## THE TASK
Reproduce each of the following rows verbatim, line by line.

## GIVEN DATA
--

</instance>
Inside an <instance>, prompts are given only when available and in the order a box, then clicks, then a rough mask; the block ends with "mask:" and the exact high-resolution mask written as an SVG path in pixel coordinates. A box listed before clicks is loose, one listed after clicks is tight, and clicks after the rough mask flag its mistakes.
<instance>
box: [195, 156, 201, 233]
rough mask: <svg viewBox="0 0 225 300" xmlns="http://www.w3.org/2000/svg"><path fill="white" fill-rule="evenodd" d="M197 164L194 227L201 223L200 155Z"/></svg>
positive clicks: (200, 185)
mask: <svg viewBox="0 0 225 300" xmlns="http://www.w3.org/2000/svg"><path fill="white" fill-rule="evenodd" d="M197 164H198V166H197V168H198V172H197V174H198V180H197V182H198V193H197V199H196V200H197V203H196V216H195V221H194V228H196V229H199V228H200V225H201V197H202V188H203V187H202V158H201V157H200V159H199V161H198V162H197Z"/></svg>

--

## EXPECTED OUTPUT
</instance>
Inside an <instance>, prompts are given only when available and in the order a box, then clicks, then a rough mask; the block ends with "mask:" and the exact high-resolution mask written as an SVG path in pixel coordinates. A box listed before clicks is loose, one listed after clicks is tight, and clicks after the rough mask flag its mistakes.
<instance>
box: [195, 156, 201, 233]
rough mask: <svg viewBox="0 0 225 300" xmlns="http://www.w3.org/2000/svg"><path fill="white" fill-rule="evenodd" d="M197 164L194 227L201 223L200 155Z"/></svg>
positive clicks: (200, 185)
mask: <svg viewBox="0 0 225 300" xmlns="http://www.w3.org/2000/svg"><path fill="white" fill-rule="evenodd" d="M197 164H198V166H197V168H198V172H197V174H198V180H197V182H198V193H197V199H196V200H197V203H196V216H195V221H194V228H196V229H199V228H200V225H201V197H202V188H203V187H202V158H201V157H200V159H199V161H198V162H197Z"/></svg>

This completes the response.